» READING PASSAGE
* START *

Principal Investigator

Dr. Rick Kaminsk
Mississippi State University Department of Wildlife and Fisheries

 

Graduate Research Assistants

Heath M. Hagy
Mississippi State University Department of Wildlife and Fisheries

 

Moist-soil wetlands are important habitats for migrating and wintering waterbirds and have been increasingly incorporated into waterfowl management complexes in the Mississippi Alluvial Valley (MAV) and elsewhere in the United States. As expanding human development, potential climate change, and increasing agricultural intensification threaten to reduce wetland areas for wildlife, managers should improve quality of wetlands and ensure adequate foraging and other habitats exist to meet goals of the North American Waterfowl Management Plan and other conservation initiatives.

Managing moist-soil wetlands for early succession vegetation (e.g., annual grasses, sedges, and herbaceous plants) can increase natural plant and invertebrate foods. Farmers and wildlife managers in the MAV often use disking and mowing to maintain early succession plant communities and, in fall, create openings in dense emergent vegetation which may otherwise deter late fall-early winter waterfowl use. Fall manipulations of moist-soil vegetation (e.g., mowing, disking, or rolling) and sequential flooding may increase winter waterfowl use and maintain early succession plant communities the following year in moist-soil wetlands.

We evaluated waterfowl and waterbird responses to fall manipulations of mowing, light disking, and no manipulation (control) of moist-soil vegetation in natural wetlands in the MAV in fall and winter 2006 - 2009. Throughout each winter, we sampled seed, tuber, and aquatic macroinvertebrate resources and conducted waterfowl observations in each treatment of moist-soil vegetation.

We found that dabbling ducks used mowed plots most followed by disked and non-treated areas (control) and that mowed and control plots had the greatest seed, tuber, and invertebrate abundance in late fall and lowest decomposition during winter. Preliminary analyses suggest that winter waterfowl abundance and availability of moist-soil seeds, tubers, and invertebrates may be greatest in response to partial fall mowing of moist-soil vegetation. We encourage habitat managers to mow strips or irregular openings in tall, dense stands of moist-soil vegetation and then flood to create a 'hemi-marsh' for wintering waterfowl (i.e., half standing vegetation and half open water in a highly interspersed arrangement).

* END *

» GOAL 1
Reproduce the passage of the wetland summary that opens with the words containing "We evaluated waterfowl" and closes with "treatment of moist-soil vegetation.".
» GOAL 2
Condense the wetland summary's paragraph beginning "We found that dabbling ducks" into a short bulleted list that keeps its main findings and recommendation.
The material that follows plays no part here.

» MATERIAL

* START *

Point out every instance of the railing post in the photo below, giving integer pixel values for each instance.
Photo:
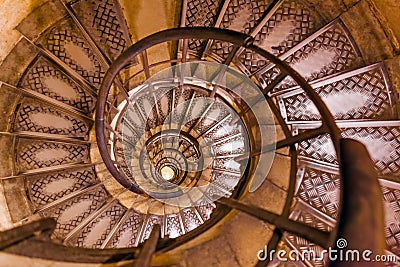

* END *

» WRITTEN ANSWER 1
We evaluated waterfowl and waterbird responses to fall manipulations of mowing, light disking, and no manipulation (control) of moist-soil vegetation in natural wetlands in the MAV in fall and winter 2006 - 2009. Throughout each winter, we sampled seed, tuber, and aquatic macroinvertebrate resources and conducted waterfowl observations in each treatment of moist-soil vegetation.

» WRITTEN ANSWER 2
- Dabbling ducks used mowed plots most, followed by disked plots and then untreated control areas.
- Mowed and control plots had the greatest abundance of seeds, tubers, and invertebrates in late fall and the lowest decomposition during winter.
- Preliminary analyses suggest that partial fall mowing of moist-soil vegetation may produce the greatest winter waterfowl abundance and the greatest availability of moist-soil seeds, tubers, and invertebrates.
- Habitat managers are encouraged to mow strips or irregular openings in tall, dense moist-soil vegetation and then flood it, creating a "hemi-marsh" of about half standing vegetation and half open water in a highly interspersed arrangement.